Instruction 1:
In the passage below on Blackstone and Apollo's private wealth push, how many retail-facing distribution professionals does Apollo gain by acquiring Griffin Capital?
Instruction 2:
Extend the passage below on Blackstone and Apollo's private wealth push, picking up after its final sentence.

Blackstone was an early mover in the private wealth space. The $881 billion alternatives manager was quietly building its private wealth solutions for several years before moving to raise its visibility among retail advisors in 2017 by building out a dedicated sales, service and marketing organization to bring its alternative products to advisors and their clients. The company has about 160 employees dedicated to the private wealth segment, with plans to double that over the next few years, according to Bloomberg.
Apollo, the $481 billion firm, created a business unit dedicated to retail investors last year, and hiring Howard Nifoussi, a former managing director at Goldman Sachs, as the head of U.S. wealth management distribution.
“I joined the firm back in February of last year, and really was charged with leading the U.S. wealth build out,” Nifoussi said. “This is a global initiative for the firm led by Stephanie Drescher, and she’s been hiring in other regions as well. So the launch started about a year ago. We’ve gone from one or two employees including myself to about 30 individuals here today in global wealth.”
In December, Apollo announced its acquisition of Griffin Capital, a privately held alternative investment asset manager in Los Angeles. The move adds 60 retail-facing distribution professionals and hundreds of distribution agreements. It also adds about $5 billion of AUM in products focused on individual investors, including interval funds in the real estate and credit space.
Apollo recently set a target at its investor day of raising $50 billion-plus of organic capital for its global wealth business over the next five years.
Apollo recently launched its first non-traded business development company, Apollo Debt Solutions BDC, with more than $1 billion in assets under management. The fund, managed by an affiliate of Apollo, invests in directly originated assets, including debt securities, and is aimed at the broader investor market.
The firm also has traditional qualified purchaser products with long lockup periods in private equity, private credit and hybrid structures that it has already started to launch on major bank and wirehouse platforms.

Data lines:
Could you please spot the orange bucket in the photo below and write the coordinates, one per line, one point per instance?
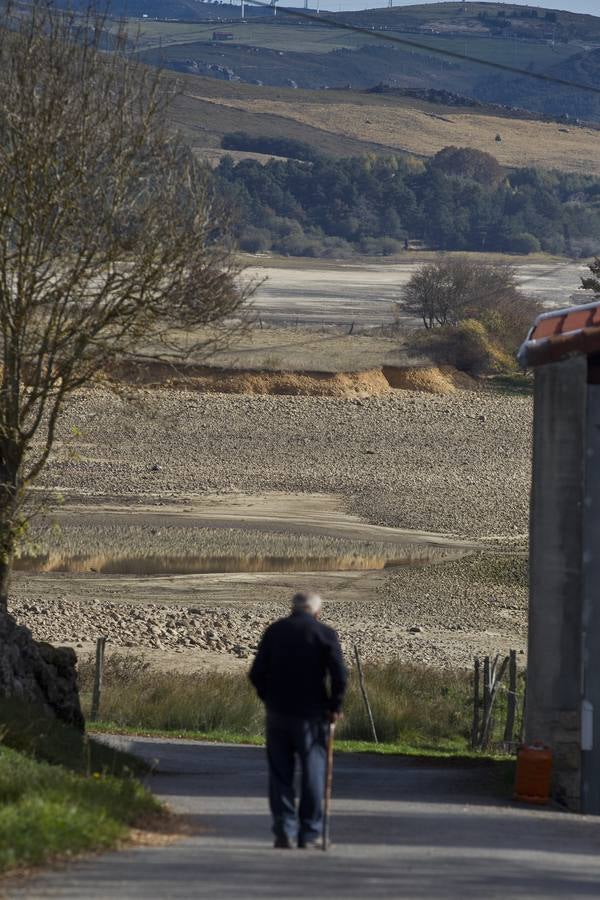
(534, 771)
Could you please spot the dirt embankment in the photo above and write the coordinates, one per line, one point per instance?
(366, 383)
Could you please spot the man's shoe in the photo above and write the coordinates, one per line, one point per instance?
(315, 844)
(283, 843)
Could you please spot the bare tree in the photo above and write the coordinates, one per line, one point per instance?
(109, 233)
(592, 282)
(453, 289)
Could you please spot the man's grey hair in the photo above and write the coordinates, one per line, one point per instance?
(307, 601)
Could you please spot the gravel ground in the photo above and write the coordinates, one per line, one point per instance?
(440, 615)
(456, 464)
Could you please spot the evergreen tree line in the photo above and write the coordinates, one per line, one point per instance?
(461, 199)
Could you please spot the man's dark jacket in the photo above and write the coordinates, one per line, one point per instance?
(294, 658)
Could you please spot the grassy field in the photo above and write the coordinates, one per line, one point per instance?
(311, 38)
(350, 123)
(62, 793)
(416, 129)
(416, 710)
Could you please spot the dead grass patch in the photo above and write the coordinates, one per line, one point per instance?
(408, 128)
(366, 383)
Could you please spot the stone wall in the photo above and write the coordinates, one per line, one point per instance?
(38, 673)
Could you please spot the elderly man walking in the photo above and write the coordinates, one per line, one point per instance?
(300, 676)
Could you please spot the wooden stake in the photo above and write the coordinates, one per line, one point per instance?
(512, 698)
(361, 680)
(98, 673)
(475, 725)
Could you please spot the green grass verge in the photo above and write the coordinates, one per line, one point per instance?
(449, 751)
(48, 811)
(61, 792)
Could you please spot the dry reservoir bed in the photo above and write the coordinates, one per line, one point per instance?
(190, 519)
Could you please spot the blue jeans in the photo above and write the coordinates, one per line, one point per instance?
(289, 737)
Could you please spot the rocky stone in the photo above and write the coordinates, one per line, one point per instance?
(38, 673)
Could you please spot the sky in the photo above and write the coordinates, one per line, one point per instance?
(583, 6)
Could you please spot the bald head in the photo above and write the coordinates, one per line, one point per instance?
(307, 601)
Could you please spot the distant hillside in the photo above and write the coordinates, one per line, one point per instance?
(351, 123)
(496, 19)
(576, 104)
(289, 52)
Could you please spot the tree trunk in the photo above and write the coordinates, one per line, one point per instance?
(31, 673)
(5, 570)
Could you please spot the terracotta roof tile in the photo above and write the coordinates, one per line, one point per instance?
(561, 333)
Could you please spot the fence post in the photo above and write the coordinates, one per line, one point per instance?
(98, 673)
(475, 725)
(511, 706)
(486, 695)
(487, 726)
(361, 680)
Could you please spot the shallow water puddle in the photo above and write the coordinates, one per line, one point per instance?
(163, 564)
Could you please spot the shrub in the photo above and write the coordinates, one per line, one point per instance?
(523, 243)
(274, 146)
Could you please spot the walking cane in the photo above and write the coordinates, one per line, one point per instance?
(328, 783)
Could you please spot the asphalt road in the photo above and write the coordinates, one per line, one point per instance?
(400, 829)
(310, 295)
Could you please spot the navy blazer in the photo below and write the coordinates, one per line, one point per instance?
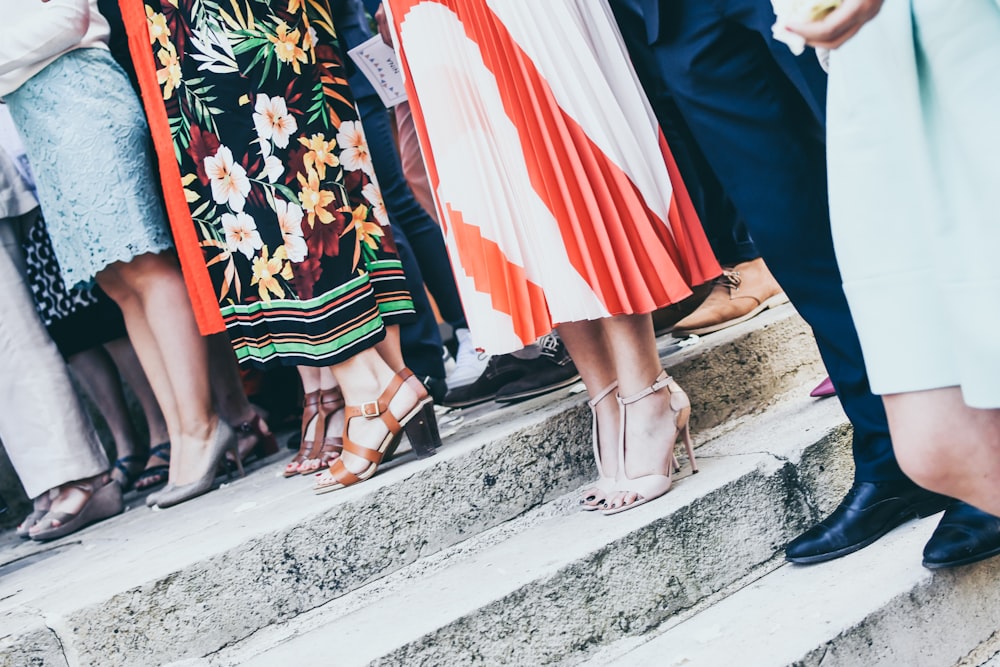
(650, 10)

Task response 1:
60

Task response 2:
“This is an organization that had grown almost 40-fold from an asset perspective over the prior 12 years or so,” Nifoussi said. “There was just lots of growth happening in the world of institutions and other strategies, so wealth just wasn’t a strategy that frankly was at the front and center. That has clearly changed here. The democratization of finance is increasing the accessibility of alternatives and we want to be at the forefront. And based on our broad-based platform and capabilities, we feel we can deliver many different types of solutions to investors regardless of where they fit in the spectrum.”
KKR has been in the private wealth space since 2012; the firm now has approximately $50 billion in private wealth assets, and a dedicated global wealth team of more than 35 executives, including sales, product strategies and marketing roles. But the firm has been ramping up those efforts more recently. The firm just recently appointed Todd Builione, president of KKR Credit and Markets, as its global head of private wealth, and it expects to more than double the size of its private wealth team in 2022.
Private wealth now accounts for 10% to 20% of new capital raised annually by KKR, and the firm expects that to increase to 30% to 50% of annual fundraising over the next several years.
“Today, KKR’s private equity, credit and real estate investment strategies are accessible for individual investors through a suite of KKR-sponsored and third-party continuously offered registered funds,” the firm said in a statement.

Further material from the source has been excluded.